[Data extracted from a collection]
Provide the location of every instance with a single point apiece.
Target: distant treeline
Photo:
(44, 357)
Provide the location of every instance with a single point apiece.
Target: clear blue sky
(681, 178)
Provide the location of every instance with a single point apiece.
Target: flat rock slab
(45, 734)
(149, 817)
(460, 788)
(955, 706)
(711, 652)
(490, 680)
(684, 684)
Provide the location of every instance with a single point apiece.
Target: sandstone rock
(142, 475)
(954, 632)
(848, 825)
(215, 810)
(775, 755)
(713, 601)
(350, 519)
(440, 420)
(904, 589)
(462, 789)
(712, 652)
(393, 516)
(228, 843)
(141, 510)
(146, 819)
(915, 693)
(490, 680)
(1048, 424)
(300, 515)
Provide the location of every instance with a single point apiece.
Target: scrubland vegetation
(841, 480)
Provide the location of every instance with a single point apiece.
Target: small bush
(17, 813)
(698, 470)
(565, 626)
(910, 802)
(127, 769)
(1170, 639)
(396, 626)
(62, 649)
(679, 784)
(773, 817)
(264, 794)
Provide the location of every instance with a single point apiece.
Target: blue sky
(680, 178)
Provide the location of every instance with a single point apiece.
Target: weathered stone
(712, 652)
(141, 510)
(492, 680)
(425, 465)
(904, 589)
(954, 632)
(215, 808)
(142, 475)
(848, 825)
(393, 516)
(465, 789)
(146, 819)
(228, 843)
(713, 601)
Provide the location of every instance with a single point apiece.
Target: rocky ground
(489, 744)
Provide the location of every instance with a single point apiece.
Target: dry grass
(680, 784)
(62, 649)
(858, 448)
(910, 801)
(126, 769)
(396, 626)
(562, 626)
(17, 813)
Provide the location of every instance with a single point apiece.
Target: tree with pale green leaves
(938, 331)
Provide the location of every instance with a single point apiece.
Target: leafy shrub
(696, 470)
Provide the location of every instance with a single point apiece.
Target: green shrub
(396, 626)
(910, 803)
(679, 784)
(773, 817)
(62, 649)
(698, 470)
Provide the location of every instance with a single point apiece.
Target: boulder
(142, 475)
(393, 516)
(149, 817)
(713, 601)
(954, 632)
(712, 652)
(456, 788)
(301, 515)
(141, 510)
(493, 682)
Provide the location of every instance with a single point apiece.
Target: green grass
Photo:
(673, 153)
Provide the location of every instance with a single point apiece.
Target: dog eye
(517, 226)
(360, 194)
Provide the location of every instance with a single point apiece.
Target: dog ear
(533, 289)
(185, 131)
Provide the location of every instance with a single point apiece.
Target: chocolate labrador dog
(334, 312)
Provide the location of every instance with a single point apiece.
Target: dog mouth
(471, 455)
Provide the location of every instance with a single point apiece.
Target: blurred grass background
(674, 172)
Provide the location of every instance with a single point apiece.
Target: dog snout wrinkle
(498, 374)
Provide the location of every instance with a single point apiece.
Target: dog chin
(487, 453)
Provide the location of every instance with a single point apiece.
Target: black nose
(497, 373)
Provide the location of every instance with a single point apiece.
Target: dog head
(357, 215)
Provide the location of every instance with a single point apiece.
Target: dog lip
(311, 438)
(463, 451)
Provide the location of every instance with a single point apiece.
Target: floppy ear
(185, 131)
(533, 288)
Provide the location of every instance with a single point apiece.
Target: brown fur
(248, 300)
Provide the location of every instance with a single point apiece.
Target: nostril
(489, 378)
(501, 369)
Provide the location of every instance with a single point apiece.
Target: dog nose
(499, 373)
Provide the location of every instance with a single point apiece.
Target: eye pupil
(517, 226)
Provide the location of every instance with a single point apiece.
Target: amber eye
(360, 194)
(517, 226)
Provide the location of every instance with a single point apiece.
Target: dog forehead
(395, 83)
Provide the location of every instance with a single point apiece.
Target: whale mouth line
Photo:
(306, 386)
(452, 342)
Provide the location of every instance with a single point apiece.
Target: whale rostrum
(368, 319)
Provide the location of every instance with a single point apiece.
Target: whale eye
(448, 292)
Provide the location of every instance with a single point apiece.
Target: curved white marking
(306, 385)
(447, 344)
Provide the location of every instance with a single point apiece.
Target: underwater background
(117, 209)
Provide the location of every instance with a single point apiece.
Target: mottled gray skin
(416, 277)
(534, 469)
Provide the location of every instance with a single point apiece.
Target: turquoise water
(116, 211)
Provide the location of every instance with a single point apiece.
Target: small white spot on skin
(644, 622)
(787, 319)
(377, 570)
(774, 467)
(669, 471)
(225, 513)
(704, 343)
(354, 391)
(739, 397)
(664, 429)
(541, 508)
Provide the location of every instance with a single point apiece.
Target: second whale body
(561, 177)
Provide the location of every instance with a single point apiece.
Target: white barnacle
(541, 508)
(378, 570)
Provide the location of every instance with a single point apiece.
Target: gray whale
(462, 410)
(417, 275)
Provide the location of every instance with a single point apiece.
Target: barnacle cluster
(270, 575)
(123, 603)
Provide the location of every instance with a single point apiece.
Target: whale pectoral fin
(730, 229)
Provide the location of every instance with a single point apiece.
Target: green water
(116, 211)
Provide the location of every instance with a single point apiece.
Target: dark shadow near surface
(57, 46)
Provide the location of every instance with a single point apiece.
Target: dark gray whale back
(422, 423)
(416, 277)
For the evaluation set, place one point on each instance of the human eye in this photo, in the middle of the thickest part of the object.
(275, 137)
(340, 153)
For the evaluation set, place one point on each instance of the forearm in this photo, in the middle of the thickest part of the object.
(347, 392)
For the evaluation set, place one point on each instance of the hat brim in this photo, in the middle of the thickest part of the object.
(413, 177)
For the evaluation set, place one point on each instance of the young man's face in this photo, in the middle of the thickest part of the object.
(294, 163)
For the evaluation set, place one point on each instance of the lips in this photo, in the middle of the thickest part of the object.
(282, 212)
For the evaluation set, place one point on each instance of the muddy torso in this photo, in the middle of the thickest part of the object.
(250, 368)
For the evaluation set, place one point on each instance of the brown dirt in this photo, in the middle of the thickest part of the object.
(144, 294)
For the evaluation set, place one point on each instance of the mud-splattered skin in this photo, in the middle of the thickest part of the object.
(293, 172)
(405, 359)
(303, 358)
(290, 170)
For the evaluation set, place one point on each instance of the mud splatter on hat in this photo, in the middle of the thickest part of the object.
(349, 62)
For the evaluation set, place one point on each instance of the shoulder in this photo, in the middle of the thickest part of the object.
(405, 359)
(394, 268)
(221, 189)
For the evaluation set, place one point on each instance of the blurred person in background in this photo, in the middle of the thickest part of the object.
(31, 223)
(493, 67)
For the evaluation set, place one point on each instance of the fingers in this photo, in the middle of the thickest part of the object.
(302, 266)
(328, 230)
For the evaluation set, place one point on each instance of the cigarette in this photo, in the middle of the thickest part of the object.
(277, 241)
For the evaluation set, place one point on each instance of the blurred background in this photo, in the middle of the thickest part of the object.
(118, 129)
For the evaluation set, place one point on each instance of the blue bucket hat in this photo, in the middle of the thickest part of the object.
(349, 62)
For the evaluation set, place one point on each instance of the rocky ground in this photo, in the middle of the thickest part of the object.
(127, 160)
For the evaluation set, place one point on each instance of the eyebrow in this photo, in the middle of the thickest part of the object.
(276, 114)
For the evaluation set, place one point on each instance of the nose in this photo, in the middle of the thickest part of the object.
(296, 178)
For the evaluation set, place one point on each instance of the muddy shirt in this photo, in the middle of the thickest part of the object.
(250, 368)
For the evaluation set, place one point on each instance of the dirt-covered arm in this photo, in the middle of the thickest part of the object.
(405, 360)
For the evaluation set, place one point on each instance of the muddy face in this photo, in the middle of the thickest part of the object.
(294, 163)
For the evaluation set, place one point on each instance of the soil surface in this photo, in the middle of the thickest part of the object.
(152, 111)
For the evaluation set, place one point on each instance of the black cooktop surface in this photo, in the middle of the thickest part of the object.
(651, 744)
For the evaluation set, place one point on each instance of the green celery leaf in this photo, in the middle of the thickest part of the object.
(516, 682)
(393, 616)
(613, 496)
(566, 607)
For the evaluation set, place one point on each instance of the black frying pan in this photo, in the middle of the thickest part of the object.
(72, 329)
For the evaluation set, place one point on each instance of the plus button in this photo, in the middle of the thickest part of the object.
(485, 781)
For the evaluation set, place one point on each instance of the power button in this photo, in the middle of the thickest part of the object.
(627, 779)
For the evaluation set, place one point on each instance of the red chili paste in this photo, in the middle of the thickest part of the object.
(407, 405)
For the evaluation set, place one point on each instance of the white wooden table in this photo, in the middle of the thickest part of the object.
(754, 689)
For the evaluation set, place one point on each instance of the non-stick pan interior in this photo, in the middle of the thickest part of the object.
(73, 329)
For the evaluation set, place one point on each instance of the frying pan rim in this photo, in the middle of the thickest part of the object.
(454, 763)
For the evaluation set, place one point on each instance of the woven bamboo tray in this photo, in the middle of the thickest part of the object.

**TASK INSTRUCTIONS**
Restate the final lines of the listing above word for word, beginning at the line that contains "the muddy face".

**EXERCISE RESULT**
For the evaluation set, place one point on each instance of the muddy face in this photo, in the middle of the thickest part of the object.
(294, 163)
For the evaluation set, place one point on each instance of the soil surface in this photo, in the middle of the thickest part of the object.
(152, 111)
For the evaluation set, place one point on each instance of the black cooktop surface in this photo, in the middle of the thickest part of the object.
(651, 744)
For the evaluation set, place one point on each instance of the green celery leaf in this photo, in the middle of the thickest part of the object.
(516, 682)
(393, 616)
(613, 496)
(566, 607)
For the evaluation set, place one point on each instance of the black frying pan in this photo, in the middle of the thickest part of the object.
(72, 329)
For the evaluation set, place one point on each instance of the plus button in this photo, in the middle of the thickest part of the object.
(485, 781)
For the evaluation set, place one point on each instance of the power button in this photo, in the middle of the thickest part of the object.
(627, 779)
For the evaluation set, place one point on each instance of the red chili paste in this photo, in the middle of the thickest part of the object.
(407, 405)
For the evaluation set, place one point on each instance of the white wooden table in this photo, in the middle of the thickest part of the object.
(754, 689)
For the evaluation set, place one point on each instance of the non-stick pan interior in this photo, in the middle of the thickest part of the object.
(73, 329)
For the evaluation set, place one point on each instance of the frying pan rim in this photo, in the middle of the thickest part of the object.
(454, 763)
For the evaluation set, place one point on each instance of the woven bamboo tray in this photo, in the middle of the thickest part of the object.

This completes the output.